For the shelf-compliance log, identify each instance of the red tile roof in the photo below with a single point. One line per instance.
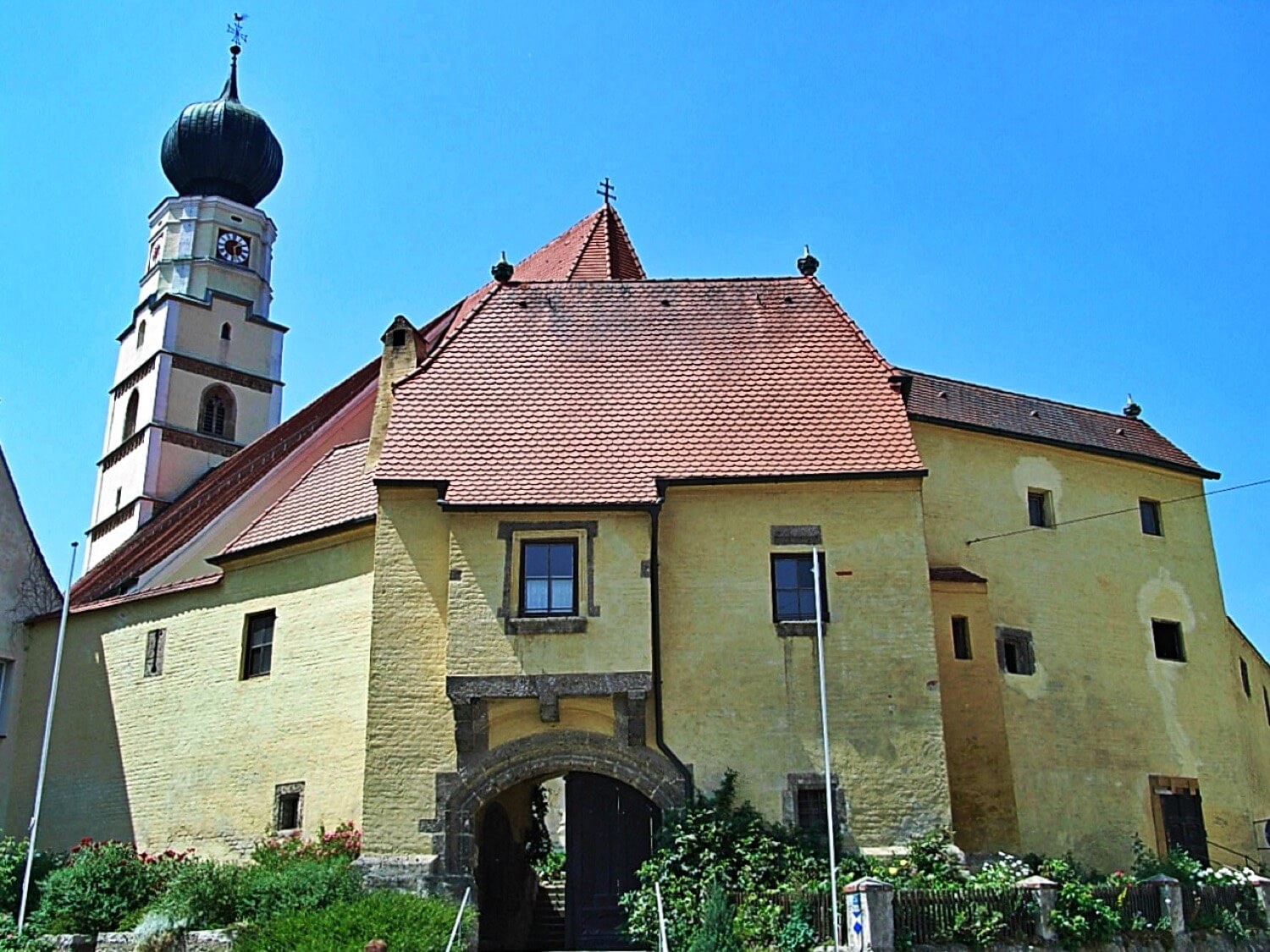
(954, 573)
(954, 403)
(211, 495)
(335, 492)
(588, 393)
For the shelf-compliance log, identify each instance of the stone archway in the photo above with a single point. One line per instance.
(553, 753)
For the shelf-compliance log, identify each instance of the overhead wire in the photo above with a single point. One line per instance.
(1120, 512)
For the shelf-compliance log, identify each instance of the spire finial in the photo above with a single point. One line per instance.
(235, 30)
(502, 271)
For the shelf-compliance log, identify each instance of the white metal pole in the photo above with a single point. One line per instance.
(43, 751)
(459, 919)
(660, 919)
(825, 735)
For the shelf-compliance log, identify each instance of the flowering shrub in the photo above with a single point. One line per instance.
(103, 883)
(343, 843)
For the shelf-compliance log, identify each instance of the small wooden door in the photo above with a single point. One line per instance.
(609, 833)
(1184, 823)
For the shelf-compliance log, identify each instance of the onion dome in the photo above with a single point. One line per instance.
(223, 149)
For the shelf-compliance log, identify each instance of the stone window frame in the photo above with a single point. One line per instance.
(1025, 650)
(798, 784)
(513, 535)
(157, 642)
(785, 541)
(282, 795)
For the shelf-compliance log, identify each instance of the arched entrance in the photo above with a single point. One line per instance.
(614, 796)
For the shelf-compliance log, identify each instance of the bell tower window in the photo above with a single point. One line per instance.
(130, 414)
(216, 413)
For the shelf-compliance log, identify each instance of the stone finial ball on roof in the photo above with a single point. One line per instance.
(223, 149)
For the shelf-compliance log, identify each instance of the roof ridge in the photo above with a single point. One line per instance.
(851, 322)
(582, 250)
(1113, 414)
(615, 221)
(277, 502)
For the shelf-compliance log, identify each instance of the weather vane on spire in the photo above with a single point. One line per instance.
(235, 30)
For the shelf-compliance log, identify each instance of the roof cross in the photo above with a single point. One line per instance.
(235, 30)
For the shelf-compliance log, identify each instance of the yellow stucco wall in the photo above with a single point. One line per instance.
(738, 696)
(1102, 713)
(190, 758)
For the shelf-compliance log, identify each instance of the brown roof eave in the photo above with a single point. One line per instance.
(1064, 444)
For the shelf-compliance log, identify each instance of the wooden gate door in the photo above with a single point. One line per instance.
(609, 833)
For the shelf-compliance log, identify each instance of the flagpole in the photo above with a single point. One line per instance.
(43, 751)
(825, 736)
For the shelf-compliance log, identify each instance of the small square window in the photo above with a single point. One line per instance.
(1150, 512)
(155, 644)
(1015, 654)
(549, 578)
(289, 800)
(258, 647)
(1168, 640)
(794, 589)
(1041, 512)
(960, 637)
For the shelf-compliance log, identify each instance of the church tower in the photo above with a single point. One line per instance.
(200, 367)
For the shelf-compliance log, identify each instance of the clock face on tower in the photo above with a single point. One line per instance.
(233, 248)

Work to do:
Can you update the lines above so that "shelf-compliance log" becomes "building survey" everywhere, with nothing else changed and the pictures left out?

Output of the exercise:
For the building survey, identify each instance of the red tile roof in the photo below with a single point. One line per instance.
(954, 573)
(954, 403)
(211, 495)
(335, 492)
(588, 393)
For the building survey, identify each instance of the stone archway in the photo above with a single point. One line per instance.
(553, 753)
For the building survey, identify each instance of the overhead wire in the photo above with a single point. One line per instance.
(1120, 512)
For the building survey, identify each instance of the spire finial in the photo above with a single point. One line per instance.
(235, 30)
(502, 271)
For the building survey, identify each instance of the white metal pole in the photo above with a single point. One line per instance.
(43, 751)
(459, 919)
(660, 919)
(825, 735)
For the building survey, identify each instance of the flowering shrub in the photo above with a single point. One line per instance.
(103, 883)
(343, 843)
For the building survey, identify each instance of the small wooden door in the photo above with a single point. One line per instance.
(609, 833)
(1184, 823)
For the building survey, identify each instance of the onion dome in the photo above with a single point. One line per instance.
(223, 149)
For the building survey, identify each instance of the stone window frame in the photo above with a single point. One line per instance.
(1025, 650)
(798, 784)
(513, 535)
(157, 642)
(785, 541)
(282, 795)
For the building survey, identify each instance of the arched entrance in the photo above with a single point. One line per instance.
(614, 796)
For the building survey, identify each instance of the bell tower window in the photo above with a single point. One line per instance.
(130, 414)
(216, 413)
For the building survey, identify each instance of the stone finial ball on roof in the photo above with a single point. One line per instance.
(223, 149)
For the building survey, identify each instance of the roof ridge in the photo above with a single point. One line per instance.
(851, 322)
(582, 250)
(1113, 414)
(615, 221)
(277, 502)
For the building survey, identify each instance of the weather vane on spire in the photo above with a single point. One line per instance.
(235, 30)
For the building survey, identify each instance of the roof cross in the photo above with a single point. One line per instance.
(235, 30)
For the building survey, identify each instance of the yellow stucco wall in the photo above with a single point. One line per instance.
(738, 696)
(1102, 713)
(190, 758)
For the building survey, identify each instance of the brown roof eave in the photo above with a single point. One line per instance.
(1064, 444)
For the building survey, identify each instance of the wooden gate door in the photo above with a single point. One line per instance.
(609, 833)
For the building survey, identify each instance of the flagpole in the photo above with a single point. One line per instance.
(43, 751)
(825, 736)
For the building survey, identify each instance of the small square window in the photo above with a single point. One line per instance.
(1150, 512)
(155, 644)
(1015, 654)
(549, 578)
(289, 800)
(258, 647)
(1168, 640)
(794, 589)
(1041, 512)
(960, 637)
For the building survey, identify each instance of the church tower in the photo above with a single point. One line per instance.
(200, 367)
For the building survey, identify each instance of the clock face on tower in the photo above with a single point. One line per instance.
(233, 248)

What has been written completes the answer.